What is needed: Having found the line that holds "Exercise. Spot the wrought", give that line and all lines after it again, word for word, through the end of the data below.

Available data:
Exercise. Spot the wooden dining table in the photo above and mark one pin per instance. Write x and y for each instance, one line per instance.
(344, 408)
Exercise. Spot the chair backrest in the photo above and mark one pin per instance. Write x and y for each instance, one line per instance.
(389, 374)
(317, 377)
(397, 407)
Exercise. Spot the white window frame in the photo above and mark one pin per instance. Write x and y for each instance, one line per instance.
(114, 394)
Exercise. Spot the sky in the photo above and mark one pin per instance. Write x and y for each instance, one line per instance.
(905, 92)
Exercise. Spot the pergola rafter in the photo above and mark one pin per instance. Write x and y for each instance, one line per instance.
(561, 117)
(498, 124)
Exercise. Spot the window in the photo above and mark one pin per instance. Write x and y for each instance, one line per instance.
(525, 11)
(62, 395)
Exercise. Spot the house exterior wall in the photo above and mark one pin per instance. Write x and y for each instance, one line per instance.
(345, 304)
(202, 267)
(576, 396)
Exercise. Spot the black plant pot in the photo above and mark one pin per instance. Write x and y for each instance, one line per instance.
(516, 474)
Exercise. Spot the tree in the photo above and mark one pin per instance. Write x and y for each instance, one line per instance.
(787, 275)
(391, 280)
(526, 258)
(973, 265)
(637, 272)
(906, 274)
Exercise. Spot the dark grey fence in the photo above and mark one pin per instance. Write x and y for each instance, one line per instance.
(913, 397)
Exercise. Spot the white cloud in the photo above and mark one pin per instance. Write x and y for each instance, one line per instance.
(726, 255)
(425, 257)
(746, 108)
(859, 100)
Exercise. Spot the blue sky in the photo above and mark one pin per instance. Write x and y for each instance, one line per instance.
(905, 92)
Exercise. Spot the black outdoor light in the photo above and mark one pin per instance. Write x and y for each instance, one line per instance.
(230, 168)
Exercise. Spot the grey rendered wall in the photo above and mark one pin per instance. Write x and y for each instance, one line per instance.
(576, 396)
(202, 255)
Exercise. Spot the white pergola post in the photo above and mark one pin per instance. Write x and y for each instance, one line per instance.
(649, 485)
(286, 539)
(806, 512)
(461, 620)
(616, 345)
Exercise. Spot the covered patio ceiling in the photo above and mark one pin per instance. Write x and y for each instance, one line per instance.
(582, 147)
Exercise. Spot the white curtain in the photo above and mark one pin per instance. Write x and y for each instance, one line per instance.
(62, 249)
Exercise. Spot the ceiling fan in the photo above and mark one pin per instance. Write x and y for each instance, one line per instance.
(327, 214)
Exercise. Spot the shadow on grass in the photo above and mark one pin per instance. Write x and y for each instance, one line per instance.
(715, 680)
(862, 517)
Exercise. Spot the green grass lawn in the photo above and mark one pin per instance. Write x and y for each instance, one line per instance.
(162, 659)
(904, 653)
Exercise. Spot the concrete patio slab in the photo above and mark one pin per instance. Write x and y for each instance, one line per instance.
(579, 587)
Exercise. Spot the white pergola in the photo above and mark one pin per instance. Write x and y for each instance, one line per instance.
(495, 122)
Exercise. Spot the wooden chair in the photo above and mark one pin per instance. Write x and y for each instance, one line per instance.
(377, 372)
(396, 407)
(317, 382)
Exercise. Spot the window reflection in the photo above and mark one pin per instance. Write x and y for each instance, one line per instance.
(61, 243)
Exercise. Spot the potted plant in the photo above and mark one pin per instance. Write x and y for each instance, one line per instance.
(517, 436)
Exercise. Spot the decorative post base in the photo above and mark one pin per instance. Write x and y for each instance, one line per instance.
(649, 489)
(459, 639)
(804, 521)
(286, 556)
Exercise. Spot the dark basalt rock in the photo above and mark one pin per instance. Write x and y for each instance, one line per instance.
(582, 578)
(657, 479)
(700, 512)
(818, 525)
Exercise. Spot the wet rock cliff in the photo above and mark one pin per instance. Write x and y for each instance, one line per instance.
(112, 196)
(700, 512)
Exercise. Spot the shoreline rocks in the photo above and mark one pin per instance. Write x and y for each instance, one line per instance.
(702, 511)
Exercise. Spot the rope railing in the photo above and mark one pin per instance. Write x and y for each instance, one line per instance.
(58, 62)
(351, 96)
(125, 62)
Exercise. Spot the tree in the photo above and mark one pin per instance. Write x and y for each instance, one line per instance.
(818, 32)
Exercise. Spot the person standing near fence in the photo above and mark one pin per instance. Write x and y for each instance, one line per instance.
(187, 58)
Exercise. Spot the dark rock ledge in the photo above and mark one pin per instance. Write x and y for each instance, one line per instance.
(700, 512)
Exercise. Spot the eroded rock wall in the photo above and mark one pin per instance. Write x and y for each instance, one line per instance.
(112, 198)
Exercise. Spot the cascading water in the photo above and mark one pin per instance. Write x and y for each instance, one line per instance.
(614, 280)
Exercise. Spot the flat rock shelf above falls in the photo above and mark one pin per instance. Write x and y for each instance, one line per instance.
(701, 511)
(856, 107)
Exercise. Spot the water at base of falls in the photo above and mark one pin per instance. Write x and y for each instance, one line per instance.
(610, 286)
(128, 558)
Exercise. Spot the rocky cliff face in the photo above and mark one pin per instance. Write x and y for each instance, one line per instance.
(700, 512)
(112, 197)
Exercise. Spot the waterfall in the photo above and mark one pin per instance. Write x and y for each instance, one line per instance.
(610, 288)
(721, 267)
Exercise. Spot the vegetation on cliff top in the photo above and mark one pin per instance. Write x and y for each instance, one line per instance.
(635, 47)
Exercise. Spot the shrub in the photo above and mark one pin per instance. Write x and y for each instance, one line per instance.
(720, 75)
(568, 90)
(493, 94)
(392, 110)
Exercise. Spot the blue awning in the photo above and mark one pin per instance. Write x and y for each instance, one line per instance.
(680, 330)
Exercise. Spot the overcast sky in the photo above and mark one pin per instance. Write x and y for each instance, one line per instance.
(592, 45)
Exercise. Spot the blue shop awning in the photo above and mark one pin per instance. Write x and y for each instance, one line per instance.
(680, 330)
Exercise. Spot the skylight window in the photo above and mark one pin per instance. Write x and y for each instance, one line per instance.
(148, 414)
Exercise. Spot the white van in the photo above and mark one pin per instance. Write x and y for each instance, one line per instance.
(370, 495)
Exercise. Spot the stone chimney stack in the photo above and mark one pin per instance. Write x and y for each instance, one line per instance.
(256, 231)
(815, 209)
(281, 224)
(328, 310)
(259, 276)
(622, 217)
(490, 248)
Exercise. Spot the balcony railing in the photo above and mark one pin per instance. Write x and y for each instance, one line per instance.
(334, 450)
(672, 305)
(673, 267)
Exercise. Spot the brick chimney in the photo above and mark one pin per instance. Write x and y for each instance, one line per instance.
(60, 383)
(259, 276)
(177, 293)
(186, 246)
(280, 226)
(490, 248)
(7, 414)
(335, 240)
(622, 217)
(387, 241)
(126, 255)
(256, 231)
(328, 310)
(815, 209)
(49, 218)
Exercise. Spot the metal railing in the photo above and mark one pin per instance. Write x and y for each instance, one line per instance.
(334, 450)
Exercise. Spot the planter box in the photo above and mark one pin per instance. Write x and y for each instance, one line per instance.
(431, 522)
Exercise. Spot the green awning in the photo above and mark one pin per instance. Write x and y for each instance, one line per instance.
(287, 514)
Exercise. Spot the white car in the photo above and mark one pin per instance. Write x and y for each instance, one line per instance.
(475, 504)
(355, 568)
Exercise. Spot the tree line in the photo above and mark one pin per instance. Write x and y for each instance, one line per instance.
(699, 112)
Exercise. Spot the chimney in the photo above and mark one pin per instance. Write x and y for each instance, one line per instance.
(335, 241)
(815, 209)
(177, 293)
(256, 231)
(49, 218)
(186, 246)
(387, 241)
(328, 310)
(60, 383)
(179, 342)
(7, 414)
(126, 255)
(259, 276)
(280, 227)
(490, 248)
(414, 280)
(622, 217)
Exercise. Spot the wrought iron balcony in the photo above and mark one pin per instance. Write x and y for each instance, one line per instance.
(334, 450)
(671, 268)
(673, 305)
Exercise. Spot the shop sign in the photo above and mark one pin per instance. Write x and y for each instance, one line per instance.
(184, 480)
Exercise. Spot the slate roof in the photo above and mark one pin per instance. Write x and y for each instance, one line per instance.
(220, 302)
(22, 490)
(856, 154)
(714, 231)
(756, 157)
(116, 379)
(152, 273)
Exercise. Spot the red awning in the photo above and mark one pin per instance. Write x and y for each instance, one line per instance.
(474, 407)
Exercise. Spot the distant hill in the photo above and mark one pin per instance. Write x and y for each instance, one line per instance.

Solution for this task:
Exercise. Spot the wrought iron balcony in the photo above and mark one pin per instance. Write x and y for each instance, one line per instance.
(334, 450)
(671, 268)
(673, 305)
Exercise. Spot the shop sign in the photo above and mark one pin per instance. Write x and y for each instance, one line per instance.
(184, 480)
Exercise. Spot the slate roof in the photo above and mark one pin per instance. Write x and y for each instance, one line per instance.
(220, 302)
(22, 490)
(856, 154)
(714, 231)
(756, 157)
(116, 379)
(152, 273)
Exercise. Spot the red awning in the photo above and mark one pin per instance. Write x and y for each instance, one line per instance.
(474, 407)
Exercise. Spot the distant hill in the photo above and mark one pin per instance. Write x and y for each instance, one line per instance.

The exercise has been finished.